▸ SOURCE:
Maybe just personal experience.  I still vividly recall excitement of
learning to program in Standard ML about 10 years ago (after having had
some experience with Pascal, Lisp/Scheme, C++, Prolog): the type checker
would catch lots of coding mishaps that I previously had to debug during
testing.  A simple program, after being Ok'ed by the typechecker, would
just run correctly the first time -- a big rarity in my prior experience.
Of course, more complex programs can still contain errors, but of more
serios nature, "logical", or "modeling".  Type systems are too simple
mechanisms to catch those.  One point static typing proponents make is:

   Why one should write unit tests to check for simple errors, if those
   can be checked automatically by a compiler?  Moreover, the compiler can
   _guarantee_ that a whole class of errors was cleared out from the
   program. Unit tests are a potentially powerful, but a more expensive
   technique, so after the static typechecker has cleared out simple bugs,
   unit tests (and other testing techniques) can concentrate on verifying
   more complex requirements.

▸ SUPPLIED MATERIAL:
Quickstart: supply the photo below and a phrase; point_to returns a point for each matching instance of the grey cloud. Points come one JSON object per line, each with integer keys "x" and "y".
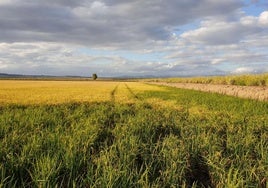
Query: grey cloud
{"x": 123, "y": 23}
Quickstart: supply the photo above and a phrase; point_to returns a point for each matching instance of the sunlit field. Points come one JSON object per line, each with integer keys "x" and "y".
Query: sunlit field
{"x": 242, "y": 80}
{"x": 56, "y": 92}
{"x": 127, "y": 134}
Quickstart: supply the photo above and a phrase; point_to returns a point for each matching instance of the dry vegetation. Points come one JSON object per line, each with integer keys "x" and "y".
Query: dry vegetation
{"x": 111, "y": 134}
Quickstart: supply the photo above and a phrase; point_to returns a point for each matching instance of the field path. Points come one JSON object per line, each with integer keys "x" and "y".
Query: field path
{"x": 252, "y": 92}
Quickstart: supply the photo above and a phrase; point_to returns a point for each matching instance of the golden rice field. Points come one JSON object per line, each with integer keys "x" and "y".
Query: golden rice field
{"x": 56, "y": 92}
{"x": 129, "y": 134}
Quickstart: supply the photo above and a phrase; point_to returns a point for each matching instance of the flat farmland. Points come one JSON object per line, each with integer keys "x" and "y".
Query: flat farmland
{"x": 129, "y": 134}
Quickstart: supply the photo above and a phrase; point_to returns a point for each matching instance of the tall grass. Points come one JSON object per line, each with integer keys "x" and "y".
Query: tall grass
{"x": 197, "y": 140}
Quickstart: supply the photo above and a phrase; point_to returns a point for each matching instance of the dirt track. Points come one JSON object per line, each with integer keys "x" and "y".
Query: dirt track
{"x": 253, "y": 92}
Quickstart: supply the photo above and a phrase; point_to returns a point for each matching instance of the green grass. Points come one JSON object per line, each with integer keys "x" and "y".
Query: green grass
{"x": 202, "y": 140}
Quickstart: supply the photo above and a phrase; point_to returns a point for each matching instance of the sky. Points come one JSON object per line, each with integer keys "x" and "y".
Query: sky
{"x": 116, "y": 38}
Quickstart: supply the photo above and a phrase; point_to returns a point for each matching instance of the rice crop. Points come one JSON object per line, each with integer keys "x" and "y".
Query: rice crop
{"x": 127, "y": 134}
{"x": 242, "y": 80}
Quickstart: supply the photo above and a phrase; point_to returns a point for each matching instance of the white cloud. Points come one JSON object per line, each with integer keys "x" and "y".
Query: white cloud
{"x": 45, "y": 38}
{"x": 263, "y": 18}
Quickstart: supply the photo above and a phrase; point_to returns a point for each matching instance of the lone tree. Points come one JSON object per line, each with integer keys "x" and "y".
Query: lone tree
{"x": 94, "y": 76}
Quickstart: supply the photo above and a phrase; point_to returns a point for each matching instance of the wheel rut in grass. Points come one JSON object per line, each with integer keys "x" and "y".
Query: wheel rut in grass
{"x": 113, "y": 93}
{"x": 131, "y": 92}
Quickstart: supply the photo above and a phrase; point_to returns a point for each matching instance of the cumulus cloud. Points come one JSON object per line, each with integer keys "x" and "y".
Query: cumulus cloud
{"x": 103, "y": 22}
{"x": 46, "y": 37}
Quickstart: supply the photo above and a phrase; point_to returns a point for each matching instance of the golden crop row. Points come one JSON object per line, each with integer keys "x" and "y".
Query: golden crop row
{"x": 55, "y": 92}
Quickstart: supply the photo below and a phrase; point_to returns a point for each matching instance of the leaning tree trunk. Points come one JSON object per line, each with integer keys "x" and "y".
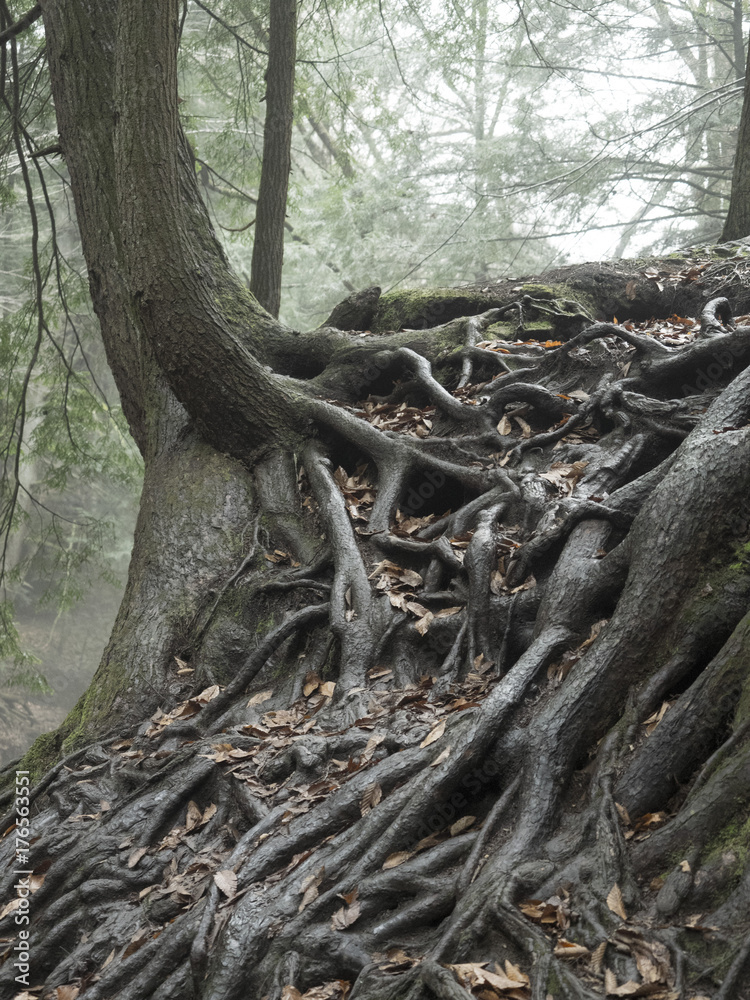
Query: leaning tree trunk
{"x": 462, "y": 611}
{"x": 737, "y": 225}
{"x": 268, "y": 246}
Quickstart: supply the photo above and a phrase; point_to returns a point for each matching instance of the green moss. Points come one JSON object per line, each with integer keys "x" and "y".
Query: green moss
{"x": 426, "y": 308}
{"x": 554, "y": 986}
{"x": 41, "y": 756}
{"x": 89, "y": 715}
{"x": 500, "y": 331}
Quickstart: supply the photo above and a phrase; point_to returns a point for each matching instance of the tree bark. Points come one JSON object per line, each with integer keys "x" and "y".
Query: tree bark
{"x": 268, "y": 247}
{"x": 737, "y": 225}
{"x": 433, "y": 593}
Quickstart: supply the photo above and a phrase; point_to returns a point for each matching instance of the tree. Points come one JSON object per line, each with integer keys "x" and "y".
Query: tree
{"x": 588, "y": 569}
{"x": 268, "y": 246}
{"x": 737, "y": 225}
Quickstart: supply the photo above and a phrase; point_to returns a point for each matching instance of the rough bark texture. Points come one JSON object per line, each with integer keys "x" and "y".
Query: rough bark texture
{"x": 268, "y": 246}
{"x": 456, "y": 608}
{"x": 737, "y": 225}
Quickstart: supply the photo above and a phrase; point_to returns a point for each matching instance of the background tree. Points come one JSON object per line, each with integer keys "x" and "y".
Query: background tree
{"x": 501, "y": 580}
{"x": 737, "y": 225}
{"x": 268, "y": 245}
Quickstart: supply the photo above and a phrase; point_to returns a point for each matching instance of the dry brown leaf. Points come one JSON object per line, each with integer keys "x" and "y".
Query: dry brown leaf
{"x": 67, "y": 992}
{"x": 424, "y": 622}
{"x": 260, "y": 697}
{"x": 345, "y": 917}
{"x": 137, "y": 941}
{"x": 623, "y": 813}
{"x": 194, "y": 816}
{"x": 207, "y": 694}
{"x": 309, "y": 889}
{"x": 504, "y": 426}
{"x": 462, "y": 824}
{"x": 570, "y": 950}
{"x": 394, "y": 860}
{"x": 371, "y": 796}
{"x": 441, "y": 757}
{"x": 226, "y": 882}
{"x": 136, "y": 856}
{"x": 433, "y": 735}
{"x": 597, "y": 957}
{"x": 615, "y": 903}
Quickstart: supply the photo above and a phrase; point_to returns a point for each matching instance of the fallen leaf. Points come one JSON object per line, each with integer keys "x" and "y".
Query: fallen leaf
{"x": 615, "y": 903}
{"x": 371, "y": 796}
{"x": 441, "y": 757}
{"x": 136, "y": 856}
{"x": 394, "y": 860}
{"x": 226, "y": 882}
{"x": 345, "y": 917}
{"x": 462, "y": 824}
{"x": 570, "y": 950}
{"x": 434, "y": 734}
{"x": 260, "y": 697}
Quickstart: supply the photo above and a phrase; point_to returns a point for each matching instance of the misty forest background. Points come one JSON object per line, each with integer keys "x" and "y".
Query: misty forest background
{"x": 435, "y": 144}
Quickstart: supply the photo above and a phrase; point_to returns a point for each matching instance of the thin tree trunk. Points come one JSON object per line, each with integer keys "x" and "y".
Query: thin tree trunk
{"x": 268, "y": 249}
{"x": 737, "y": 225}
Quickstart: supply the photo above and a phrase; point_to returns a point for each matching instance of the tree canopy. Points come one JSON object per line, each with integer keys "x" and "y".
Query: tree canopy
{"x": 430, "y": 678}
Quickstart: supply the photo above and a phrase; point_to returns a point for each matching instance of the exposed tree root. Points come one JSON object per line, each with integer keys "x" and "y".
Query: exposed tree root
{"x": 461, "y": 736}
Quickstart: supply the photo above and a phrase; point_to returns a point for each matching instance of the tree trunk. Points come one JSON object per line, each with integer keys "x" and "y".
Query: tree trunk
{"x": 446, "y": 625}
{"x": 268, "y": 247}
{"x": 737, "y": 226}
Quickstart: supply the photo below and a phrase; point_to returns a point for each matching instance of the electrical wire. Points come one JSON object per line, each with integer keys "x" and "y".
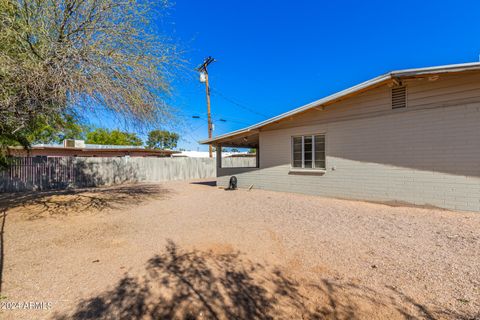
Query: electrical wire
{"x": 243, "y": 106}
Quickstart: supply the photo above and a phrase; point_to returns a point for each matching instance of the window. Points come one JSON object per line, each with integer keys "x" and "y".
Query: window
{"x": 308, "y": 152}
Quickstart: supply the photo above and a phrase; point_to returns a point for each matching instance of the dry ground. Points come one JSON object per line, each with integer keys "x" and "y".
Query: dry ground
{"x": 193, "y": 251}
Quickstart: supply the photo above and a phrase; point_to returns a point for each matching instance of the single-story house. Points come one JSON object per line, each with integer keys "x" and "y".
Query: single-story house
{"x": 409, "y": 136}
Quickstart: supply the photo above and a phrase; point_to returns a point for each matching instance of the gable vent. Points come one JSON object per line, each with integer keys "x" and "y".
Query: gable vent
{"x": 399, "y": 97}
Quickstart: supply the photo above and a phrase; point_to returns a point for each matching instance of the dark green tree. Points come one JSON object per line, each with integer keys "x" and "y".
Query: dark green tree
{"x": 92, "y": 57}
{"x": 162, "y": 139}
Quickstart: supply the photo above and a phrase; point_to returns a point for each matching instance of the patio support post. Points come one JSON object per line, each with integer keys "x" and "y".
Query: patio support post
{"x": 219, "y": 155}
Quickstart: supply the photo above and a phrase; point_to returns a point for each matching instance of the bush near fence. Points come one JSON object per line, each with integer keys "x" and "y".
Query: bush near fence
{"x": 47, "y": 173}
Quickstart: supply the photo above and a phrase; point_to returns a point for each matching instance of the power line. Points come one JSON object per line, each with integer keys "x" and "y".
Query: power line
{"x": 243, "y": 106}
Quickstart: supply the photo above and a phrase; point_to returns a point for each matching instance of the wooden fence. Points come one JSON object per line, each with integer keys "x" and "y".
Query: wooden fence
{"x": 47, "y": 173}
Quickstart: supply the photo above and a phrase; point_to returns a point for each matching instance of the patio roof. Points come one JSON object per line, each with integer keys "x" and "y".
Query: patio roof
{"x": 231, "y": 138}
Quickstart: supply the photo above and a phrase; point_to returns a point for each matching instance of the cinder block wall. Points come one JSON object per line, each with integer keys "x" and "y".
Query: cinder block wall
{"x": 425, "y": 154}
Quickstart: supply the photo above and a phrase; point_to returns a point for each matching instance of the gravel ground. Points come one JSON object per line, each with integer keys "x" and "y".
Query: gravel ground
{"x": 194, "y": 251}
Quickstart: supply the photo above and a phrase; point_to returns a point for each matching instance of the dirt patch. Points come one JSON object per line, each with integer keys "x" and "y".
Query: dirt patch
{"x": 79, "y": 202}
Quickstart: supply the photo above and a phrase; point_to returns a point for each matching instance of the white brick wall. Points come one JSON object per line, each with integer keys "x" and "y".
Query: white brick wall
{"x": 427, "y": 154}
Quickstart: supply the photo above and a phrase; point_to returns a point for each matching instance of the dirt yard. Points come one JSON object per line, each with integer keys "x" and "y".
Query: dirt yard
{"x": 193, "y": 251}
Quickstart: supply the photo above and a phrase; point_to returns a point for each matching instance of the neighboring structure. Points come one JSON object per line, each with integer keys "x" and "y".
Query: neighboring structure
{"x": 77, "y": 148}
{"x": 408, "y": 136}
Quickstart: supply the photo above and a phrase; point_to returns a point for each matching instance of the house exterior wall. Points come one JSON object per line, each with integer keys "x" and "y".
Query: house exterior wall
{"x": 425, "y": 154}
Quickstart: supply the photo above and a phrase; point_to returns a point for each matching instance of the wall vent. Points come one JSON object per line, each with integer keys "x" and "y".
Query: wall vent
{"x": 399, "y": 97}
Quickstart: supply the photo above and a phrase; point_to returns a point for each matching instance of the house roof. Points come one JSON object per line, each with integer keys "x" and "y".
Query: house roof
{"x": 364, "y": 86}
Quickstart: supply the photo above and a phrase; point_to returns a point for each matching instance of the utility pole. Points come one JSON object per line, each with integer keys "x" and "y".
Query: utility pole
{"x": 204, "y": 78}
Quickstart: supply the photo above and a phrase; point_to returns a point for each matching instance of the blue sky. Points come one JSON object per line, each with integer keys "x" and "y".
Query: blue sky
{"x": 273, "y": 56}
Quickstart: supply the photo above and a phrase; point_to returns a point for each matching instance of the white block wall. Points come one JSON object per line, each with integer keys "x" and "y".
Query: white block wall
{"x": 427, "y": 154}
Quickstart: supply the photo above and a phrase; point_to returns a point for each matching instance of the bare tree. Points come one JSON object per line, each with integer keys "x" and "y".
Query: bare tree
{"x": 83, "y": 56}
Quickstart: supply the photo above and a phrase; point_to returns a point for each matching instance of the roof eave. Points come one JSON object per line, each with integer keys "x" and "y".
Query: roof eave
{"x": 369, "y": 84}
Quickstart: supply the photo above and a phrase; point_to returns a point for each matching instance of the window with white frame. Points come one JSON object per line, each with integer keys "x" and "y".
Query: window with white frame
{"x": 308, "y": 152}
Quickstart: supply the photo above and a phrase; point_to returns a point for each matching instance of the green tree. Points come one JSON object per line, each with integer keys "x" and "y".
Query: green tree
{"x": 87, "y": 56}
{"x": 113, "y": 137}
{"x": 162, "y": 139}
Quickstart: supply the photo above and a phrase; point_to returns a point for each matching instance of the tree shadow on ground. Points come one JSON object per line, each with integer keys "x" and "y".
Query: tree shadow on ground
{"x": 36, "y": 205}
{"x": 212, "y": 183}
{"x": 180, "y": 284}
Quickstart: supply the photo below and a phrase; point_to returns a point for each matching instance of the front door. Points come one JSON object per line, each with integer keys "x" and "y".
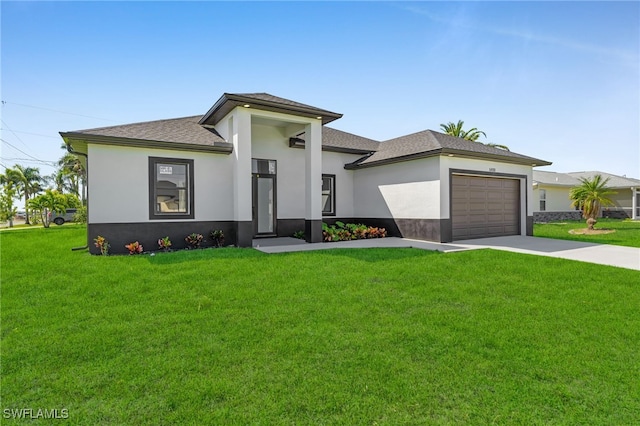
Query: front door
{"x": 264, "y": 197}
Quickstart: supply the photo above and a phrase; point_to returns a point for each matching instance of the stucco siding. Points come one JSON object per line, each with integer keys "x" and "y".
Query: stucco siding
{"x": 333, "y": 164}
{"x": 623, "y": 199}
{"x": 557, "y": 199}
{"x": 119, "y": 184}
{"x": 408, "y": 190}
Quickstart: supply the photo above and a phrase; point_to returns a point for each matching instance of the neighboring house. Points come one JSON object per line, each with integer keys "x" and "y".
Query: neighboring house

▸ REQUIREMENTS:
**a.** Name every programming language mentioned in the post on static typing.
**b.** Write the next part of the post on static typing, starting after its final sentence.

▸ RESULTS OF THE TASKS:
**a.** Standard ML, Pascal, Lisp/Scheme, C++, Prolog

**b.**
If you did have experience programming in a modern strongly and statically
typed language like SML, OCaml, or Haskell, and still do not see their
benefits...  I am sorry for the above lecturing.  Perhaps it is useless to
spend your energy on discussions like this -- static typing enthusiasts
are as convinced in their point as you are in yours.

If the situation is opposite, you can be pleasantly surprized how close to
Python those languages are!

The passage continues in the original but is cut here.